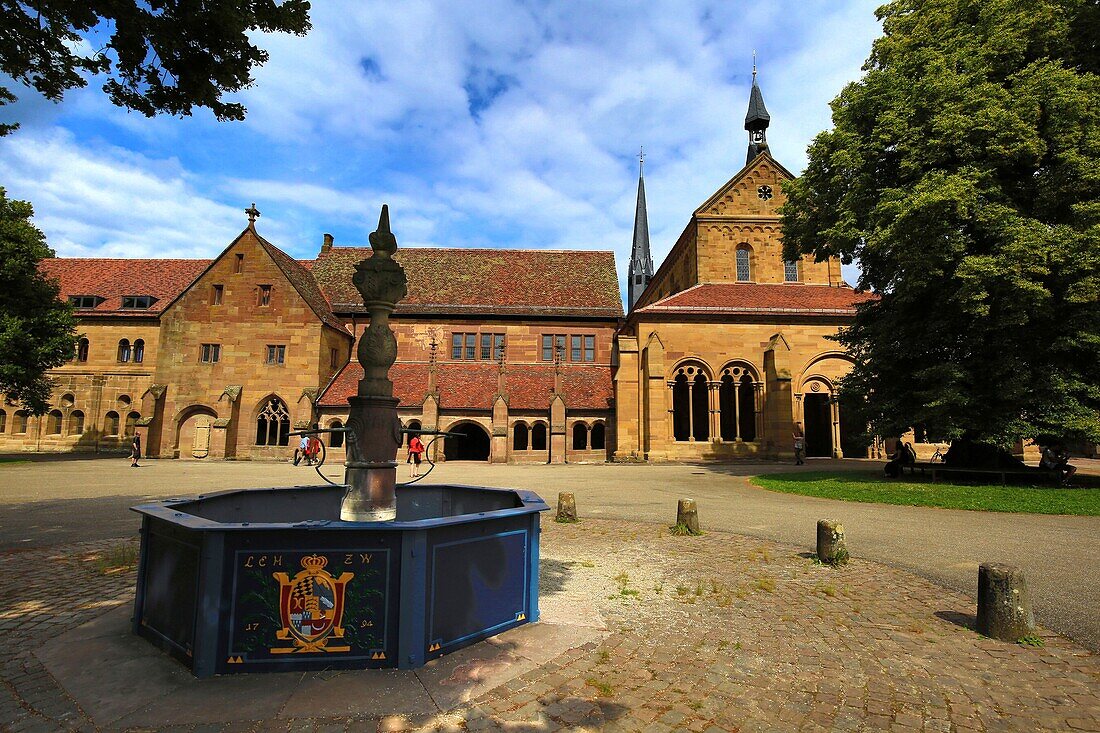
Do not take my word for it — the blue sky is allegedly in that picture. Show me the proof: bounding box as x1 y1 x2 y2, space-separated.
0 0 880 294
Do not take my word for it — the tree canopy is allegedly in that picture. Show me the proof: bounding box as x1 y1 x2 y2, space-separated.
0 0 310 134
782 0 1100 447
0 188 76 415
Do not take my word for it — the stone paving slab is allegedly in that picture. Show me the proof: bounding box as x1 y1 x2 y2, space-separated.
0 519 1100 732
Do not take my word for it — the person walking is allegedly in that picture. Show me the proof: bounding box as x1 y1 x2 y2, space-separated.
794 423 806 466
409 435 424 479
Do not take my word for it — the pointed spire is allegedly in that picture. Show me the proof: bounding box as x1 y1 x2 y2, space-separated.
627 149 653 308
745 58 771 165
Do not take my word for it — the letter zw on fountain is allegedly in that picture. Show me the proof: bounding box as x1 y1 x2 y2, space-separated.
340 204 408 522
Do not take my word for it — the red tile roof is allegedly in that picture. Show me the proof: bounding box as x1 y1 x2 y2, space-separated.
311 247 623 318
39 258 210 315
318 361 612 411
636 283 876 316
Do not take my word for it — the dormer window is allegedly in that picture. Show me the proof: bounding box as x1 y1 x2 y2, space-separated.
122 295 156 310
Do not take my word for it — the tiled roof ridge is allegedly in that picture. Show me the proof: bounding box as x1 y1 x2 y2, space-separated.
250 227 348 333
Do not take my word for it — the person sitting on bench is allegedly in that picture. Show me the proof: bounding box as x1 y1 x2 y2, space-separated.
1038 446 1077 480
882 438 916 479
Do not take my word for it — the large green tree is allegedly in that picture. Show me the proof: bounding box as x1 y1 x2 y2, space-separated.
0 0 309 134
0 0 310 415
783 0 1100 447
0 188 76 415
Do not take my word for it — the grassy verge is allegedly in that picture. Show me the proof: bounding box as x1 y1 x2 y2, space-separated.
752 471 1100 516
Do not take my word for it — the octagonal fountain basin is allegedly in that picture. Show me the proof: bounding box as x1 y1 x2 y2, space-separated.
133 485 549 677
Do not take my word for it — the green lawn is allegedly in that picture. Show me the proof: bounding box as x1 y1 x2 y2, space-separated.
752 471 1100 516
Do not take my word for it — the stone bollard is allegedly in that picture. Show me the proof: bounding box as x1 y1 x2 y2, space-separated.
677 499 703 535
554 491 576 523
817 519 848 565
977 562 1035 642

:::::

PROBLEM:
Reproduce every row above verbatim, omitting the pictures.

WRITTEN ANSWER:
Do not take my word for it — the blue sky is allegedly in that picture. Show me the proof: bounding box as x1 y1 x2 y2, space-separated.
0 0 880 294
Do not take my word for it — the tree canopy is allegedly in that picture. Show me the proof: bounding box as x1 y1 x2 y2, space-separated.
0 0 310 134
782 0 1100 447
0 188 76 415
Do not take my word for it — the stone paving slab is allegedly in that picture. Show me the proof: bounding box as x1 y1 x2 y2, space-separated.
0 519 1100 732
Do not take my word for it — the person walking is allegedly in that picture. Show me the proof: bounding box as x1 y1 x2 y2, space-separated.
794 423 806 466
409 435 424 479
Do not take my word for it — the pointed spire is allegedly in that picture. Show me the proof: bounding box as x1 y1 x2 y2, space-separated.
627 149 653 308
745 58 771 165
Do not take my word for it — the letter zw on fountain is allegedly in that picture. Show me the proof: bounding box as x1 y1 x2 y2, space-separated.
340 204 408 522
Do not take my word for it — the red tile roof is allegedly in that picture. Show me the proof: bounding box as x1 y1 x2 y2, space-separated.
311 247 623 318
39 258 210 315
318 361 612 411
636 283 876 316
Do not take my word for it — the dormer window is allegedly in that picture. Show me the proof: bounding box as x1 y1 x2 y2, space-separated.
122 295 156 310
Do not take my word for it — the tiled roof ridge is allegedly in that picture. Show me the proof: bounding box as x1 y1 x2 y2, space-separated.
250 227 348 333
Do not take my word for it — the person sitting on bench is allegedly in that picture. Show me the proof: bounding box as x1 y1 x2 y2, space-separated.
1038 446 1077 480
882 438 916 479
Do not take my word for it — the large green tree is allegedly in that picture. Show me the proof: bounding box as x1 y1 x2 y2, space-separated.
0 0 309 134
0 0 310 415
783 0 1100 447
0 188 76 415
Do not take my word for it — the grassy verge is allegedly in that picture. Show me the proof: bounding box as x1 y1 x2 y2, space-separated.
752 471 1100 516
Do not take my word for it — the octagonal fountain basin is allegedly in that picture. Show me the proof: bounding box as x1 y1 x2 y2, space-separated.
133 485 549 677
Do not take my word for it — the green lawn is allegedly in that picture. Show me the proof: bounding box as x1 y1 x2 y2, space-separated.
752 471 1100 516
Do not take my word for it — the stone bollard is allegedly in that picture. Show me the proof: bounding box as x1 y1 x2 y2, space-separated.
677 499 703 535
554 491 576 523
817 519 848 565
977 562 1035 642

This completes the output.